* Begin Records provided *
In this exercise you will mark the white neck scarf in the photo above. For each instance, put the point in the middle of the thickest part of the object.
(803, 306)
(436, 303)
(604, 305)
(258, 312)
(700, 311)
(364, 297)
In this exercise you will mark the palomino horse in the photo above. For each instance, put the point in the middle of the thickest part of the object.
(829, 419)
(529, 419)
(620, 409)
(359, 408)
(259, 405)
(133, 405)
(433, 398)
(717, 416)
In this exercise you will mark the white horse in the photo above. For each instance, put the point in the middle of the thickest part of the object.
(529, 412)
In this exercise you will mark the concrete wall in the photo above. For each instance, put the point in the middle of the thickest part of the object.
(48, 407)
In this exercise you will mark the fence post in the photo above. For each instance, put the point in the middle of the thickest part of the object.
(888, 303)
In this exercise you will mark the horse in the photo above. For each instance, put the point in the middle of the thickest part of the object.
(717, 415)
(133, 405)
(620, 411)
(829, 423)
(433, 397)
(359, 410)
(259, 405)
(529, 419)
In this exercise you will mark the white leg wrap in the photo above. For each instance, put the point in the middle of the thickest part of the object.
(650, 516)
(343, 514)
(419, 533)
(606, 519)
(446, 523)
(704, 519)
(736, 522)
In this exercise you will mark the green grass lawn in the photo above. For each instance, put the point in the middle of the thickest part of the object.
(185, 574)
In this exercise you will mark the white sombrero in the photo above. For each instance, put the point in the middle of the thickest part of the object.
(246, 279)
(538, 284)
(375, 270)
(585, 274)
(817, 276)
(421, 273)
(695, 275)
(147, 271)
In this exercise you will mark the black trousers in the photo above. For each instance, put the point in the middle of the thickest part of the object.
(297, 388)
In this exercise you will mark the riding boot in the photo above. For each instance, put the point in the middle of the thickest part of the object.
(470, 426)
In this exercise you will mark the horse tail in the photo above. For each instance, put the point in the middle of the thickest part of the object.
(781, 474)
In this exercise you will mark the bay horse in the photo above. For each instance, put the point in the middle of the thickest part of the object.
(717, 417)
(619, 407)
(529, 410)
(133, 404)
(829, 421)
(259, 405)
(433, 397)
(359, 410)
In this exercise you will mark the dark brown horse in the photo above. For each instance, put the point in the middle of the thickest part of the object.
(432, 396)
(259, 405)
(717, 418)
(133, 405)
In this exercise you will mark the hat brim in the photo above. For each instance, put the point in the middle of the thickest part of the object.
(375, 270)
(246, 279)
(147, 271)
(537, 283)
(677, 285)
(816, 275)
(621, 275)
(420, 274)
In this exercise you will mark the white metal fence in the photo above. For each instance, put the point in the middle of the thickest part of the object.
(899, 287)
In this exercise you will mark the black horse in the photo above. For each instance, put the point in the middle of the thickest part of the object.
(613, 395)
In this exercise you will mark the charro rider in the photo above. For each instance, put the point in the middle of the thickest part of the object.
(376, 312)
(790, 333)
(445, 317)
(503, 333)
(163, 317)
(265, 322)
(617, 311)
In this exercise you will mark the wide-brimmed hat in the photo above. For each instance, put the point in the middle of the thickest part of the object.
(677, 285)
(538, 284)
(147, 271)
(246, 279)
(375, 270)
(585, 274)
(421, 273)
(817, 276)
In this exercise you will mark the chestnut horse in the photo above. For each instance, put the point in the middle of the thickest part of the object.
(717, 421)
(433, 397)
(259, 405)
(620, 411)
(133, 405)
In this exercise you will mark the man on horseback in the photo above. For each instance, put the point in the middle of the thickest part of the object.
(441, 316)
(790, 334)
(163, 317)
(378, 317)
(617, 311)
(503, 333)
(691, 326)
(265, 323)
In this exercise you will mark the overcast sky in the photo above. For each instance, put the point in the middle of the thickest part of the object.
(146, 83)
* End Records provided *
Problem details:
Rewrite the items from the line containing "In this exercise you will mark the hat", that line included, through the last line of the items. Shift every answer coordinate by adding 148 to both of its numbers, and keep all other text unchanged.

The response:
In this exercise you will mark the hat brim in the photo above. For each instance, put the point in the middle of the thickest part of the object.
(523, 418)
(394, 427)
(295, 419)
(685, 431)
(825, 433)
(964, 423)
(769, 423)
(568, 422)
In this exercise you will mark the white metal fence in the photo above. For each instance, put the point in the middle of the thickest part of the object.
(1047, 435)
In this exercise you will mark the black horse in the photo above. For each instance, put the point in the middle of the thickest part of the object.
(761, 543)
In this exercise you will mark the charro rider in the photo above. For each instance, put the point in the middle of the thickest part of the object.
(524, 460)
(938, 481)
(593, 465)
(651, 481)
(311, 465)
(413, 470)
(765, 459)
In this exercise you will mark the wide-brimmed hat in the photo above. For each instance, put the point in the middle of the thickest part of the object.
(825, 433)
(686, 432)
(295, 419)
(394, 427)
(523, 418)
(733, 422)
(569, 421)
(965, 424)
In this exercise you will mark the chestnut horse in the photo above. For each instance, put the point in the middle of the thickest part of the object.
(865, 569)
(581, 545)
(407, 553)
(768, 559)
(281, 553)
In this exercise you will mark the man on horseback in the photo above. For each instance, put the point in the middle of the thickest part of the object.
(589, 464)
(938, 482)
(311, 465)
(526, 465)
(765, 459)
(651, 481)
(839, 474)
(413, 471)
In this exercise you will mark the overcast sky in the photo above. For each instance, put the point in the middle of the thickest part of the object.
(294, 231)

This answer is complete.